Smartphones remain particularly susceptible, with some vulnerabilities actually reintroduced in new models. Yet few users take mobile device management and mobile information security seriously. Users should be re-evaluating their security in the light of advancing threats at least every six months, and in future, checks would be needed even more often.

"It is about doing seven or eight things that will not inhibit the user experience and will prevent these issues," he said.

Learning and earning

The panel debate chaired by CRN deputy editor Doug Woodburn saw Adam Jarvis, chief executive of Intrinsic Technology; Ben Cranham, head of corporate accounts at Trustmarque; Dan May, commercial director of Ramsac; and Joanna Poplawska, performance director at the Corporate IT Forum (pictured, below left) analyse solutions to the IT skills shortage, where many find a barrier to growth at a time when there are already obstructions aplenty.

"We seem to be training a generation of people who can be very good secretaries and users of Microsoft Office," said Cranham.

May agreed: "Five years ago, people were excited that children were using Word in English lessons and Excel in maths lessons. But actually that should be a given."

However, the panel agreed that it is not so much about a lack of real IT skills per se as it is about finding the right people to do a job at the right time, and for the right price.

So the answer is likely to be about the industry being more proactive -- sometimes, for example, they might need to look beyond the basic qualification to see what a candidate's long-term aptitude might be -- as much as it is about schools producing the right sorts of graduates.

"There are lots of people whose skills are withering on the vine," noted Cranham. "And we need to support their skill development."

Poplawska pointed out that education programmes should avoid producing large numbers of people with siloed skills who might find it difficult to develop their capability in response to economic and industry change.

"Our business needs people who can problem solve," noted Jarvis.

The panel agreed that apprenticeships would play a role, as would more partnering with universities - especially if that involved providing opportunities for students to visit IT companies and find out exactly what the work might be like and where it might take them. Technology is changing so fast that there are always likely to be challenges, they reiterated.

Delegates then chose one of two focus sessions. AYMTM's sales and managing director Graham James looked at innovative ways to motivate sales staff, while Genesis Capital's chief executive Matthew Porton gave the lowdown on leasing and other third-party financing arrangements.

Lunch set up attendees for the presentation on G-Cloud opportunities and the changes in procurement practice by Eleanor Stewart, engagement manager for the UK government's G-Cloud programme -- see p4-5 of this issue for a full analysis.

The audience was then treated to another panel discussion chaired by Servium's managing director Paul Barlow. Ian Murphy, principal analyst at Creative Intellect Consulting, looked at the main considerations for IT supplier selection and Caroline Cooper, chief information officer at Buckinghamshire County Council, gave her view in relation to local government deals.

Jeremy Nettle, chairman of the health and social care council at IT industry group Intellect, talked about big data issues now and in the future. He said the data is now out there regardless of privacy fears, so the only option is to focus on how best to manage and use the enormous volumes of diverse data that are accumulating everywhere.

The benefits of managing it well would also be enormous, he claimed, pointing to a case study in the Basque country where millions of euros are now being saved as a result of better use of health data -- for example, by enabling nurses to give advice and by expanding telehealth programmes.

"In UK terms, it could be very valuable," Nettle said.

Channel Partnership director Phil Brown then gave a talk on how social media could fit into an organisation's marketing strategy, and the event wrapped up with closing remarks from CRN's editor Sara Yirrell.

CRN would like to thank its sponsors of the day, once again, without which this successful event could not have gone ahead: Huawei, Sophos, Genesis Capital, Webroot and Wick Hill.

************

* _Work instruction_
Quote everything in the event write-up from "Jeremy Nettle, chairman" down to "editor Sara Yirrell.", word for word.

Source data

************

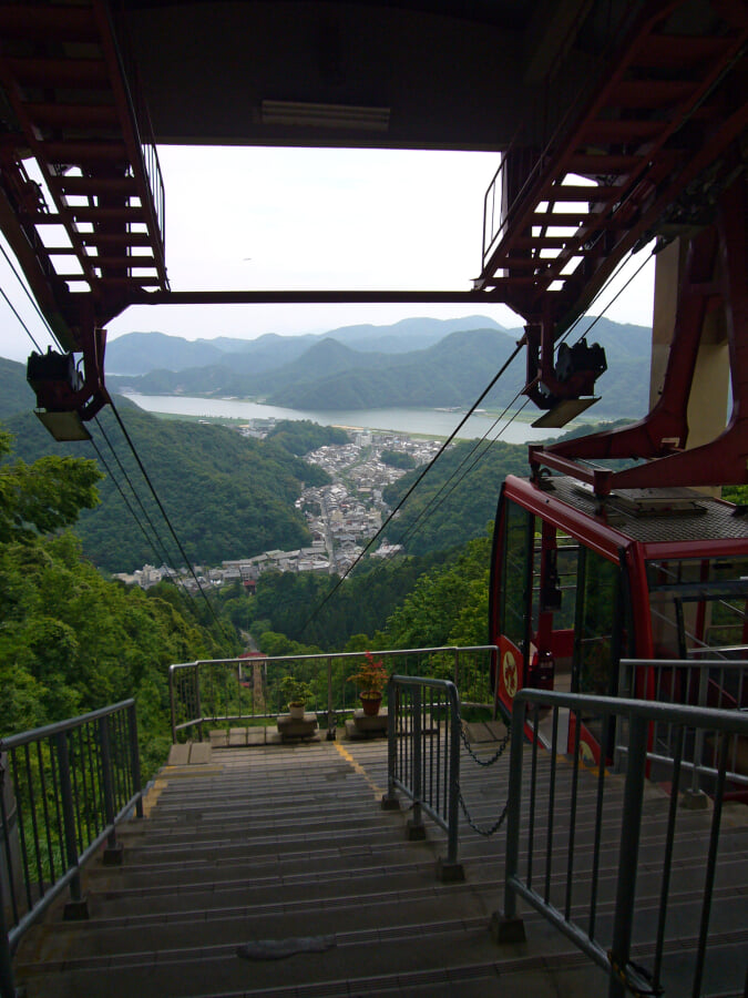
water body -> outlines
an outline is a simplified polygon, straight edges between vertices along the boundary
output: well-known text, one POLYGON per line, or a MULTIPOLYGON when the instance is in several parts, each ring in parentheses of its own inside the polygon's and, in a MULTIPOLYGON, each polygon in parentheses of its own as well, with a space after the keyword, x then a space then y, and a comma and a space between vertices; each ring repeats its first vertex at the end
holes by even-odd
MULTIPOLYGON (((136 405, 148 413, 165 413, 175 416, 198 416, 204 418, 228 417, 232 419, 311 419, 321 426, 356 427, 361 429, 393 430, 401 434, 421 434, 428 437, 449 437, 464 418, 464 413, 444 413, 438 409, 352 409, 317 413, 307 409, 284 409, 279 406, 263 406, 259 403, 233 398, 189 398, 173 395, 129 394, 136 405)), ((530 408, 530 407, 527 407, 530 408)), ((534 408, 533 408, 534 414, 534 408)), ((477 414, 461 428, 458 437, 474 439, 489 434, 491 439, 499 436, 506 444, 527 444, 547 439, 559 431, 533 429, 529 422, 515 419, 509 426, 506 417, 495 422, 495 417, 477 414), (495 424, 495 425, 494 425, 495 424), (505 429, 499 434, 502 426, 505 429)))

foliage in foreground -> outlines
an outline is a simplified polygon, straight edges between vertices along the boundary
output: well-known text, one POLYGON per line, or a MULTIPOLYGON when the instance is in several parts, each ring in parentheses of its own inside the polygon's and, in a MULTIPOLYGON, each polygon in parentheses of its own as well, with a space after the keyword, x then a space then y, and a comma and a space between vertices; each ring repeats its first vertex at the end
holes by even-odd
MULTIPOLYGON (((0 457, 10 445, 0 430, 0 457)), ((98 502, 99 477, 80 458, 0 465, 0 734, 135 696, 147 774, 170 741, 168 665, 222 649, 175 605, 82 560, 66 528, 98 502)))

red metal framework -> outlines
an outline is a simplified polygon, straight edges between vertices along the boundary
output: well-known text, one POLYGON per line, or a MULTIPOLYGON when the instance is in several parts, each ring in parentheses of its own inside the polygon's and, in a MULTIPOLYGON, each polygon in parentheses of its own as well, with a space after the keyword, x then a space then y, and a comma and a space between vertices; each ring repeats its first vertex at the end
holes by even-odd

************

* _Reply_
Jeremy Nettle, chairman of the health and social care council at IT industry group Intellect, talked about big data issues now and in the future. He said the data is now out there regardless of privacy fears, so the only option is to focus on how best to manage and use the enormous volumes of diverse data that are accumulating everywhere.

The benefits of managing it well would also be enormous, he claimed, pointing to a case study in the Basque country where millions of euros are now being saved as a result of better use of health data -- for example, by enabling nurses to give advice and by expanding telehealth programmes.

"In UK terms, it could be very valuable," Nettle said.

Channel Partnership director Phil Brown then gave a talk on how social media could fit into an organisation's marketing strategy, and the event wrapped up with closing remarks from CRN's editor Sara Yirrell.